─── Fragment tekstu

Jak zaczęła się twoja przygoda z muzyką? Kto cię zainspirował jako pierwszy?
Pierwsze zainteresowania muzyką wzbudził we mnie mój wujek, który grał na gitarze i to on pokazywał mi pierwsze akordy. Jako mały chłopak bardzo chciałem zawsze dotknąć tej jego gitary i jak tylko było to możliwe, chwytałem za nią. Pierwsze płyty analogowe poznałem również dzięki wujkowi i to on wpłynął zdecydowanie na mój późniejszy gust, jeśli chodzi o muzykę, od której zaczynałem. Do dziś posiadam tę gitarę wujka, na której może nie da się grać profesjonalnie, ale za to jest wspaniałą pamiątką, bo to Defil nr 283.
Jak przebiegała twoja muzyczna edukacja?
Na początku pojawiła się pasja. Dopiero wraz z wiekiem dojrzewała we mnie decyzja o pójściu do szkoły muzycznej. Oczywiście nie wiedziałem, co to znaczy szkoła muzyczna, ale bardzo chciałem spróbować. Zaczęło się od I stopnia szkoły muzycznej w Pile i wspaniałego profesora Jana Nowaczyka, który naprawdę potrafił w tamtym okresie wpłynąć na moją pasję. Zaraz po skończeniu I stopnia dostałem się do średniej szkoły muzycznej w Toruniu, gdzie znów miałem szczęście spotkać wybitych nauczycieli, m.in. Panią Profesor Violettę Wroniecką, która potrafiła świetnie prowadzić młodego gniewnego perkusistę, jakim wtedy byłem. Potem już Akademia Bydgoska na kierunku wychowania muzycznego, a jednocześnie niekończące się wyjazdy na koncerty i warsztaty. To właśnie wszelkiego rodzaju warsztaty i spotkania z moimi mistrzami instrumentu, a także podróż do Afryki, gdzie miałem możliwość zgłębiać tajniki gry na bębnach afrykańskich, stały się motywacją do dalszego rozwoju i samokształcenia. Cały czas się uczę, a im więcej wiem, potrafię, tym bardziej widzę ile jeszcze mam do zrobienia. Proces edukacji w moim wypadku nigdy się nie kończy.
Wspomniałeś o podróży do Afryki. Chciałabym rozwinąć ten wątek. Na stronie internetowej zespołu przeczytać można, że inspiracją do powstania New Day stała się właśnie ta podróż. Urzekł cię kontynent czy afrykańskie brzmienia? A może jedno i drugie?

──────
─── Wyciąg z danych

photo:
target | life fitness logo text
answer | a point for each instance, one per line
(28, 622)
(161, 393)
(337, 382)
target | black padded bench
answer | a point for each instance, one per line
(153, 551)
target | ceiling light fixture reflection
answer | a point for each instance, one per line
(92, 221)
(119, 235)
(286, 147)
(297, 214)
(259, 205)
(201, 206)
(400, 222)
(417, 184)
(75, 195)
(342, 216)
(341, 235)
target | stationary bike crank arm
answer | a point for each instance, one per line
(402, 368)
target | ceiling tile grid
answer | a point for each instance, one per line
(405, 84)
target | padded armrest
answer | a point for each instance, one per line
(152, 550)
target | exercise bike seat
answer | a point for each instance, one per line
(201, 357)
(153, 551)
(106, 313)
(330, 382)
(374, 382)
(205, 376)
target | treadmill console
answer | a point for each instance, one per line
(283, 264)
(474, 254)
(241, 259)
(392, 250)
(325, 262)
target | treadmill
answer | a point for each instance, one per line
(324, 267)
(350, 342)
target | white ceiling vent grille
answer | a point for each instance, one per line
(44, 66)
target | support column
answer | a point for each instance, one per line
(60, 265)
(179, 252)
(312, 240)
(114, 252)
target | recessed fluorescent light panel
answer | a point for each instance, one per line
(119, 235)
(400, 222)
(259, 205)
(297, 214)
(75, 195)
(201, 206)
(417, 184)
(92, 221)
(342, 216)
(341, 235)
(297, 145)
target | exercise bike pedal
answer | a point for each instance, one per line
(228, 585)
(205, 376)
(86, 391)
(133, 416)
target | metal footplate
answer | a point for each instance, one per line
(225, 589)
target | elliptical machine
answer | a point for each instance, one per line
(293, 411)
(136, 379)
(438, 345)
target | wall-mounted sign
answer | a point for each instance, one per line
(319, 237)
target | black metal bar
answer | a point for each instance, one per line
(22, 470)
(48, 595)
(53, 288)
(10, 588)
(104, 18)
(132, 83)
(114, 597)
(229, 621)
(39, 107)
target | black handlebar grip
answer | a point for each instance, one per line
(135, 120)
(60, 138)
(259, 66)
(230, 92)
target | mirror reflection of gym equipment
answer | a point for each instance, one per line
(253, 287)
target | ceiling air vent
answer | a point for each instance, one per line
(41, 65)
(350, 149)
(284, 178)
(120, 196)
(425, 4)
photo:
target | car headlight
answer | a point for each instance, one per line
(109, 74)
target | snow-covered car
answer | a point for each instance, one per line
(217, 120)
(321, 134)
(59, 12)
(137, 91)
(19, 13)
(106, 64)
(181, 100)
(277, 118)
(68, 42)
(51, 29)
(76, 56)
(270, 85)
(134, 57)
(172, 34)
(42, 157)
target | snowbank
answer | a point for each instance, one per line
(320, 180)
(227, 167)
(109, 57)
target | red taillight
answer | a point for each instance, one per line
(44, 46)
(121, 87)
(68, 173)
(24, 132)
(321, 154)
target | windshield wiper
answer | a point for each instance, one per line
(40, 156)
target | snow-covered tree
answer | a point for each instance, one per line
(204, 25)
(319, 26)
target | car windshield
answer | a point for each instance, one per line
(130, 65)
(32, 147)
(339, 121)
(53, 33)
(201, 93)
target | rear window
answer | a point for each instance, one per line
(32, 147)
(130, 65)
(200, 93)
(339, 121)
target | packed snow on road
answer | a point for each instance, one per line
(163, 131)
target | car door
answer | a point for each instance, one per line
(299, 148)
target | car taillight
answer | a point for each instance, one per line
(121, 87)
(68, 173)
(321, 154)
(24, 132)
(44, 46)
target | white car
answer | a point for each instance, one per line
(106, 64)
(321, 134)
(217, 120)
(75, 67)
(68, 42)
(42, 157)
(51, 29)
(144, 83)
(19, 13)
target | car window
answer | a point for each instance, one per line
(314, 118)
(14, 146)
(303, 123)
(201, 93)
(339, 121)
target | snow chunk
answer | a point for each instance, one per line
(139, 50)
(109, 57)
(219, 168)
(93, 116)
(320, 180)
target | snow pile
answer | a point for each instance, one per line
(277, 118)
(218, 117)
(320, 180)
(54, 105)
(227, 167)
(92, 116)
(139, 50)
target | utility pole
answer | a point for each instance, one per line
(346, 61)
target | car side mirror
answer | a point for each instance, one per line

──────

Problem = Przepisz wiernie fragment powyższego wywiadu: zacznij od słów „Jak zaczęła się” i zakończ na słowach „twoja muzyczna edukacja?”.

W odpowiedzi =
Jak zaczęła się twoja przygoda z muzyką? Kto cię zainspirował jako pierwszy?
Pierwsze zainteresowania muzyką wzbudził we mnie mój wujek, który grał na gitarze i to on pokazywał mi pierwsze akordy. Jako mały chłopak bardzo chciałem zawsze dotknąć tej jego gitary i jak tylko było to możliwe, chwytałem za nią. Pierwsze płyty analogowe poznałem również dzięki wujkowi i to on wpłynął zdecydowanie na mój późniejszy gust, jeśli chodzi o muzykę, od której zaczynałem. Do dziś posiadam tę gitarę wujka, na której może nie da się grać profesjonalnie, ale za to jest wspaniałą pamiątką, bo to Defil nr 283.
Jak przebiegała twoja muzyczna edukacja?